Top of Dataset records
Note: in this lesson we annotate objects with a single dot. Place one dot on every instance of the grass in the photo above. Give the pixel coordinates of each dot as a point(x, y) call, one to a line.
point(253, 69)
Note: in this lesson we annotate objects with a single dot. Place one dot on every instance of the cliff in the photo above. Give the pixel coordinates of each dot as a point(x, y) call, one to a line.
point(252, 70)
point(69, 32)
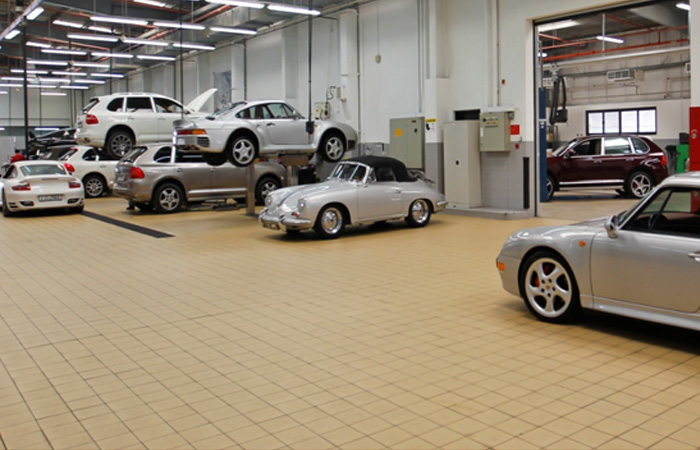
Bottom of Dataset records
** Exercise requirements **
Repeat verbatim the lines from the one with "of the cliff" through the end of the listing above. Include both ends, add nothing, and exclude the pictures.

** Task output **
Note: in this lesson we annotate objects with a single dot. Place one dot on every instance of the cliff in the photo above. Give the pixel coordinates of each dot as a point(x, y) call, one to a line.
point(252, 70)
point(69, 32)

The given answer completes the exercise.